→ **Document segment**:
▬▬▬

Picking a flea medication for dogs can be overwhelming. From collars to topical treatments to more holistic approaches, it seems that everyone has different opinions on which medication is better for keeping away these pesky parasites.
Summertime is prime flea and tick season. These tiny parasites usually live in tall grass or woods and wait for a host to pass them by, at which point they latch onto an animal in order to live off their blood. They breed quickly and can jump from pet to pet. Fleas and ticks are pretty much the Draculas of the parasitic world, and inevitably an issue if you’ve ever owned a pet.
Unfortunately, most flea medications are made from a bunch of weird chemicals which deters some owners from using flea preventative. However, in this case, we believe the pros outweigh the cons.
The reason flea medication is so adamantly recommended for dogs is because fleas bites hurt and can cause excessive irritation, hot spots, and allergic dermatitis, transmit tapeworms or result in loss of hair. Additionally, most flea medications will also kill ticks, which are also parasitic and known to carry Lyme disease. So while these medications might be questionable in their content, they save your dog a lot of discomfort and lower their risk of exposure to parasitic viruses.
Types of flea medication for dogs
There are whole lot of options when it comes to medications, but you’ve got options nevertheless.
Perhaps the most common flea treatment used among pet owners, Frontline is a topical treatment that works itself into your dog’s oil glands and kills adult fleas and ticks and whatever larvae or eggs they may have laid on your dog. The treatment lasts for one month, and over time it will work itself out through your dog’s hair follicles.
The positive thing about topical treatments is that they’re usually pretty easy to apply. However, they have been known to irritate dog’s skin and the chemicals are harmful to humans.
Pills, such as Comfortis, are usually mess-free and flavored to appeal to your dog. The positive aspects of pills are they tend to start working immediately. Plus, you don’t have to worry about spreading chemicals all over the place. Comfortis is a prescription, so it’s not as easy to get without a trip to the vet.
It’s worth noting that not all dogs can use oral flea preventatives, and particularly small dogs under five pounds should not be given Comfortis. Consult with your vet before giving your dog oral flea medication.
Flea collars work by emitting gas or oil that spreads over your dog’s skin and then kills fleas and ticks on contact. Popular options include Serestro, which lasts eight months and claims to be mess-free.
The thing to note about flea collars is that they are toxic to young children, and bathing your dog more than once a month can shorten the collar’s lifespan from eight months to five. They seem more suitable for cats in homes without children.
Unfortunately, the holistic dog health realm has not yet found a truly effective flea preventative. Some solutions such as flea traps or clove wipes and bathes can temporarily curb fleas and ticks, yet they don’t kill them, which is the goal of flea medication. If you don’t kill them, they will continue to happily live in your carpet and find a way to sneak back on your dog for a snack.
Bathing your dog with clove oil makes them smell fantastic, and helps keep fleas off for the time being. At Fitdog, we use an all natural clove based flea shampoo that rids dogs of fleas without harsh chemicals. It should be noted that flea baths are not flea prevention. We always recommend that dogs are on a regular flea preventative medication.

▬▬▬

According to the text on flea medication for dogs, why is flea medication strongly recommended even though it contains questionable chemicals? Answer in one to three sentences.

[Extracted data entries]

▬▬▬

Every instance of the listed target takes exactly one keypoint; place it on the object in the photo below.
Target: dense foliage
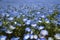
(28, 23)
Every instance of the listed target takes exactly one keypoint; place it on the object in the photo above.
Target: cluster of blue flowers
(34, 23)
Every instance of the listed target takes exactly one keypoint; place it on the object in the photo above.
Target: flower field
(29, 23)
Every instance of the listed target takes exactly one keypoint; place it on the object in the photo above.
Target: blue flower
(3, 37)
(28, 29)
(26, 36)
(1, 23)
(44, 32)
(43, 38)
(15, 38)
(11, 18)
(40, 27)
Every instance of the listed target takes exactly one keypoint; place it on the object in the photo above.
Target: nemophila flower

▬▬▬

→ **Output of the task**:
Flea bites hurt and can cause excessive irritation, hot spots, allergic dermatitis, tapeworm transmission, or hair loss. Most flea medications also kill ticks, which are parasitic and known to carry Lyme disease. The medications therefore save dogs a lot of discomfort and lower their risk of exposure to parasitic viruses.